[BEGIN TEXT SEGMENT]

The 27-year-old has been in competition with skipper Seamus Coleman for a place.

Republic of Ireland defender Matt Doherty is ready to line up on the left in Georgia (Brian Lawless/PA)
Republic of Ireland defender Matt Doherty is ready to line up on the left in Georgia (Brian Lawless/PA)

By Damian Spellman, PA

Matt Doherty is ready to step into the breach as the Republic of Ireland attempt to take a significant stride towards Euro 2020 qualification in Georgia.

The 27-year-old Wolves defender has found himself in direct competition with Ireland captain Seamus Coleman for a starting place on the right since catapulting himself into contention with his club form in the Premier League.

However, he is the leading candidate to replace the suspended Enda Stevens at left-back in Tbilisi on Saturday evening, and will have no qualms about doing so.

[END TEXT SEGMENT]

* REQUIRED TASKS:
A - Write out the Matt Doherty article word for word, starting with "By Damian Spellman, PA" and going on through "qualification in Georgia.".
B - According to the Matt Doherty article, which suspended player is Doherty the leading candidate to replace at left-back?
C - Extend the Matt Doherty article onward from its last sentence.
None of the items below have any bearing on what you are asked to do.

[BEGIN PROVIDED RECORDS]

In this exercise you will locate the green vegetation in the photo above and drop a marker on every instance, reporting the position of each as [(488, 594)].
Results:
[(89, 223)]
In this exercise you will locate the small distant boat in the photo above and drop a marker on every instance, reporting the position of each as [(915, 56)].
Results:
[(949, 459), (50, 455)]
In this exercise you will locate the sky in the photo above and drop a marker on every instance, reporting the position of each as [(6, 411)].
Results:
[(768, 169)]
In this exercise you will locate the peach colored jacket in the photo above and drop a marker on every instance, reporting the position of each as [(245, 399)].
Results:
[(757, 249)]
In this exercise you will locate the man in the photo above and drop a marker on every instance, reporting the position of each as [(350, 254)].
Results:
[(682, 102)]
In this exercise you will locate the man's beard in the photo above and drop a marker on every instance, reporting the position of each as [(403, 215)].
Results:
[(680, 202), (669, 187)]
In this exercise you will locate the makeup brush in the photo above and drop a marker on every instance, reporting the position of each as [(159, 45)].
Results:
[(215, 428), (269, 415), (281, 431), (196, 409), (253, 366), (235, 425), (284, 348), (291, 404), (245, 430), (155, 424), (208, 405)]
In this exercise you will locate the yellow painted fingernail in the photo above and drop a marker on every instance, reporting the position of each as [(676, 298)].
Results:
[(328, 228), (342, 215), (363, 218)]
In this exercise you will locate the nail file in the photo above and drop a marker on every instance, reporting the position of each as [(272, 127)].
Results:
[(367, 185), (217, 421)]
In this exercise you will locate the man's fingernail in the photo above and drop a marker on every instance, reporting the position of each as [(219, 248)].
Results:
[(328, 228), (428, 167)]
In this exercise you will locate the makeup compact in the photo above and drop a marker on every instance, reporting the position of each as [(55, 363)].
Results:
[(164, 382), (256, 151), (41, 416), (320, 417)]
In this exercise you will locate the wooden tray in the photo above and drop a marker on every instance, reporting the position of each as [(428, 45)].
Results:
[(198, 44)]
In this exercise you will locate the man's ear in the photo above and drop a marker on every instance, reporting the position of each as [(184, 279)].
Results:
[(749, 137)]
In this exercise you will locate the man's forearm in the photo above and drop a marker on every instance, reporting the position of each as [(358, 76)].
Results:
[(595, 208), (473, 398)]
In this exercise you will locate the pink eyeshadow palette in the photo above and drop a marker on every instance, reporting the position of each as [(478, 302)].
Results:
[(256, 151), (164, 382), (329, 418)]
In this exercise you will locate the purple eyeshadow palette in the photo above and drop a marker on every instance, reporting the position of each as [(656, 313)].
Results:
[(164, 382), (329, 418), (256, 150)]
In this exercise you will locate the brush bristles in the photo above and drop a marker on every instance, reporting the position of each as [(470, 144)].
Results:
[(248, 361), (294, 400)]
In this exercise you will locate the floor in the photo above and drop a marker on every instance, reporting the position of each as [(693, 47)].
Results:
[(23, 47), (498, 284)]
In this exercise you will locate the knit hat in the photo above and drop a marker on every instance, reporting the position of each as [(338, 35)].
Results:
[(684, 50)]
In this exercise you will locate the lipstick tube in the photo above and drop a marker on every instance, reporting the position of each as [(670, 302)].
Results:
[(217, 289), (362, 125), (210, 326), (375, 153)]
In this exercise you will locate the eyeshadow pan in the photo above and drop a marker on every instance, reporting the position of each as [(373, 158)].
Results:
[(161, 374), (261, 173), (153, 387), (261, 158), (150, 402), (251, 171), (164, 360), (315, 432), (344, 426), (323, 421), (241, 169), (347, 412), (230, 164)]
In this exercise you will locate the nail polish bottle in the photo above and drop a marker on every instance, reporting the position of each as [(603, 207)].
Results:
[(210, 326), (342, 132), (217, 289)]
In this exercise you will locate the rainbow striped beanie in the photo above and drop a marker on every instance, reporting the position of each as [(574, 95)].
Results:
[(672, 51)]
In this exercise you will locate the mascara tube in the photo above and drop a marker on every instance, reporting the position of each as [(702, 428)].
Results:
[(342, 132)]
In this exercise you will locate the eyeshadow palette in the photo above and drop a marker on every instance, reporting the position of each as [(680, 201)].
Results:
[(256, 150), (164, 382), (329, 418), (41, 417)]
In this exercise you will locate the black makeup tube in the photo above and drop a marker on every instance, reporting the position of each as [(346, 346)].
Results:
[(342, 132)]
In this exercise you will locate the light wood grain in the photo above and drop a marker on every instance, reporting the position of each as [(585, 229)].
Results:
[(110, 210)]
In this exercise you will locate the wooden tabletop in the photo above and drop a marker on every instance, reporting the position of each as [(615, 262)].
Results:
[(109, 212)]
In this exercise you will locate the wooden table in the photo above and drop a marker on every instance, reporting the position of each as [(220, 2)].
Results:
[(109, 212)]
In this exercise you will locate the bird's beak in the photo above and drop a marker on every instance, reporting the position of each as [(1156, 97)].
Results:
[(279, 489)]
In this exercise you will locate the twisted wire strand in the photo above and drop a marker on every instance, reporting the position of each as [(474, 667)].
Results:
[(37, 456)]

[END PROVIDED RECORDS]

* THE RESPONSES:
A -
By Damian Spellman, PA

Matt Doherty is ready to step into the breach as the Republic of Ireland attempt to take a significant stride towards Euro 2020 qualification in Georgia.

B - Enda Stevens

C -
Asked if he would be happy to play there, Doherty said: “Yes, of course. I’m totally comfortable playing in that position. I played two seasons there for Wolves – one and a half seasons, maybe, it was – so it would be nothing new to me.

“If that is the case, then yes, I’ll enjoy it and grab the opportunity with both hands.”

The role is not totally alien to Doherty, who had an extended spell at left-back for Wolves before the arrival of current boss Nuno Espirito Santo, and while he admits there are subtle differences, he is confident he has what it takes to do the job.

Questioned about the last time he lined up on the left, he said: “About three years ago, probably. Probably before Nuno was the the manager, and at the start of that season, probably more than anything, so it has been a while.

I know some people might think it's just right-back, left-back, just go over the other side, but positionally and things like that, there are differences Matt Doherty

“But I guess we’re professional and I’ll be able to adapt. It is different. I know some people might think it’s just right-back, left-back, just go over the other side, but positionally and things like that, there are differences.

“But I’m not concerned by that. I know that I’ll be able to adapt to it and if that’s the case, then it shouldn’t really be a problem and I should be able to play just almost as well as I can on the other side.”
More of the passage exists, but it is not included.